• **Selected excerpt**
============================================================

During the process of creating a successful SaaS product, I’ve found that it’s more important to focus on working on the right tasks, rather than spending time trying to guess when something will be ready.

I’m now applying this way of thinking at my startup, Swiftcomplete, where it’s really important to maintain focus and build relationships with customers to successfully deliver our product vision.

Focus on solving the underlying difficult problems

Innovating is hard. Combining a raw idea, customer feedback and what is technically possible and then converting it into an achievable product roadmap is a difficult, time consuming and skilled task.

It’s easy to procrastinate and spend time estimating user stories, monitoring team velocity and drawing burn-down charts, but this is not valuable to your customers and does not help to deliver your product vision.

Often, deadlines and other metrics can be imposed to pressure a development team into working faster, particularly when a project is perceived to be struggling.

Forcing the issue with imposed deadlines, timeboxed releases and excessive monitoring is one approach to get something released, but it doesn’t address the common problem that projects tend to struggle due to a lack of a clear vision, not slow developers.

Getting the content of your releases right is the most valuable area to focus your resources on — everything else is avoiding the issue

I prefer to attack the root cause, by having a development team that feel like they are working on something useful, feel ownership of a complex problem and are directly contributing to a clear product vision.

Keep colleagues and customers happy by managing their expectations. Do this by communicating with them frequently, breaking your product vision down into small, cohesive releases and giving ownership to the development team, supporting them to release as often as possible.

============================================================

• **Problem details**
Extend the piece on building a SaaS product by focusing on the right work instead of estimates, starting right after its final paragraph.

============================================================

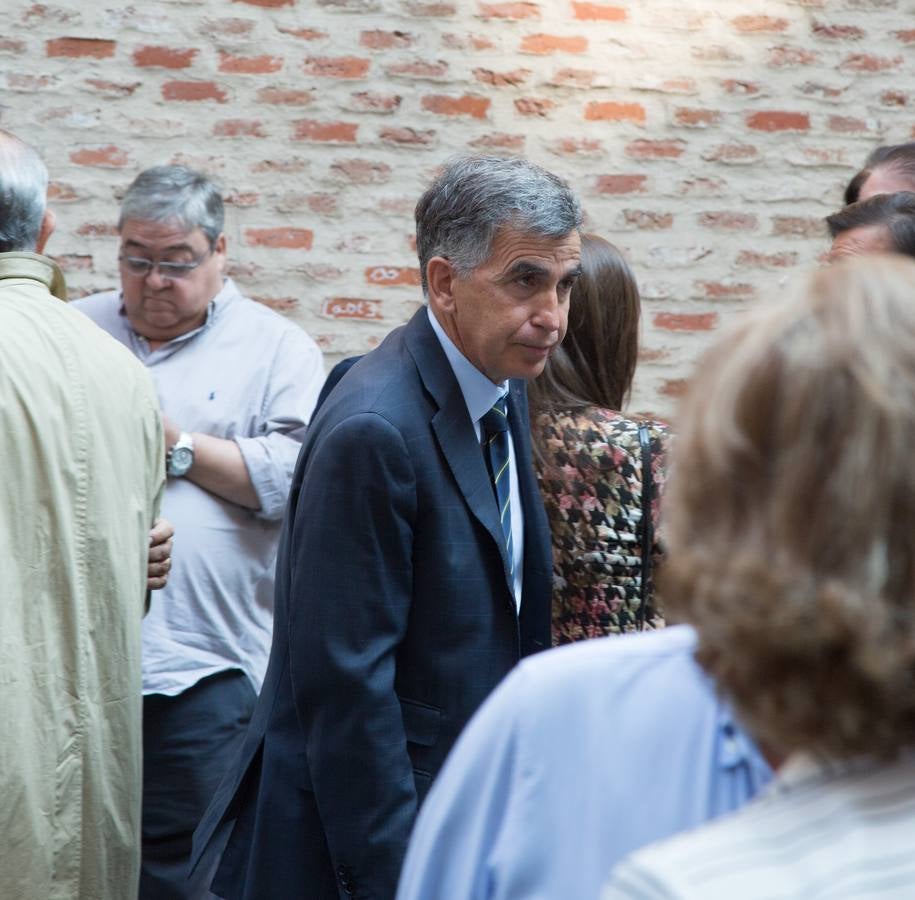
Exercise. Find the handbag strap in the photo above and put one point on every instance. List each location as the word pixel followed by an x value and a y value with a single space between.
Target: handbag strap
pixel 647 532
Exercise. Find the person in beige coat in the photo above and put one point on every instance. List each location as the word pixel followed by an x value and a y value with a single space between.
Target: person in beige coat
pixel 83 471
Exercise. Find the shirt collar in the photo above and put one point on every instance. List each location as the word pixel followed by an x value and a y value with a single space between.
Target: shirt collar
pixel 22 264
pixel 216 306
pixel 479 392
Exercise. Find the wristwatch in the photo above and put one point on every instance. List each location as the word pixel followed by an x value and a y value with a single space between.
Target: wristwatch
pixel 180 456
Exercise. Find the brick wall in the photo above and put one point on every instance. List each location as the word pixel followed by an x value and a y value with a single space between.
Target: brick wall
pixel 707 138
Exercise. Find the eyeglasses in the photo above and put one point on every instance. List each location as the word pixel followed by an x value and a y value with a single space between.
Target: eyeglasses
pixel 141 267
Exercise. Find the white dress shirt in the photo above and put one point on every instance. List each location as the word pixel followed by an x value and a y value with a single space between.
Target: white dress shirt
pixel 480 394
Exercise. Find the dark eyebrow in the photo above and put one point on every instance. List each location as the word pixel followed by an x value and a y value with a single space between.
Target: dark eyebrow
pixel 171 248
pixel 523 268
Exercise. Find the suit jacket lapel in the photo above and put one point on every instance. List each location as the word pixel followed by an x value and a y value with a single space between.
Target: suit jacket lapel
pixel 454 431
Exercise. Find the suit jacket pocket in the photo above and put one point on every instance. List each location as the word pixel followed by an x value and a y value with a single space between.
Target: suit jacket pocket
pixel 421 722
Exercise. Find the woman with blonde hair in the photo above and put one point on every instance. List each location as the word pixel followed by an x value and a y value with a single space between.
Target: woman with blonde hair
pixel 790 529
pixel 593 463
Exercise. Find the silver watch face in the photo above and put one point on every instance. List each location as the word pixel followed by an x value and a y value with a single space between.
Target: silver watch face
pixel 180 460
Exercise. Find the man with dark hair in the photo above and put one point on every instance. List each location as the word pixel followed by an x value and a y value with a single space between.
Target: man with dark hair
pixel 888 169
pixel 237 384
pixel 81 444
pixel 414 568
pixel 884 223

============================================================

• **Answer to this exercise**
If you’re responsible for delivering a product vision, the most important thing to get right is what you should be working on, not when you should deliver it by

There will be times where committing to a deadline is unavoidable due to external factors, such as complying with new regulations. This is to be expected, but try to avoid relying on setting arbitrary deadlines as your day-to-day method of getting releases finished, particularly if you’re trying to foster a culture of innovation.

For long-term growth, focus on quality, not dates

Once you’ve set your product vision and created an initial roadmap, I recommend not committing to hard dates for your releases, as it restricts the teams’ ability to work on the most valuable tasks. This is particularly relevant for projects which require a lot of R&D, or for startups that are trying to establish product/market fit.

It isn’t always possible to be innovative on demand

My preference is to deliver high-quality, valuable releases that will delight customers, rather than releasing unfinished or buggy products to meet an arbitrary deadline.

Delivery of your product vision should be a process where you will continuously learn and re-prioritise based on feedback, but your ability to do this will be restricted if you’ve already committed to delivering a certain piece of functionality by a certain date.

Conversely, you may need to pull a release forwards, to meet requirements for a customer who is looking to use your product. You won’t be able to do this if you’ve a agreed a rigid roadmap with fixed dates and ordering.

You need to be able to respond to current feedback and priorities, rather than what was important earlier in the year

It’s even worth avoiding publishing quarters, such as ‘Q4’, as you may find that Q4 arrives and there are more valuable tasks to be working on than what was agreed 8 months ago.

No-one wins when you work on something that is no longer valuable, just because it was committed to several months ago

Strike the balance between listening to feedback and becoming reactive

In the same way that it’s beneficial to not publish dates, it’s also useful to not specify the sequence of your releases.

As you begin incrementally implementing your product vision, adoption of your product should increase, along with the volume of feature requests and customer feedback.

You will need to carefully manage your current priorities and the order in which releases will be delivered, to take advantage of the growing flow of feedback, whilst maintaining creative control and avoiding ad-hoc tasks.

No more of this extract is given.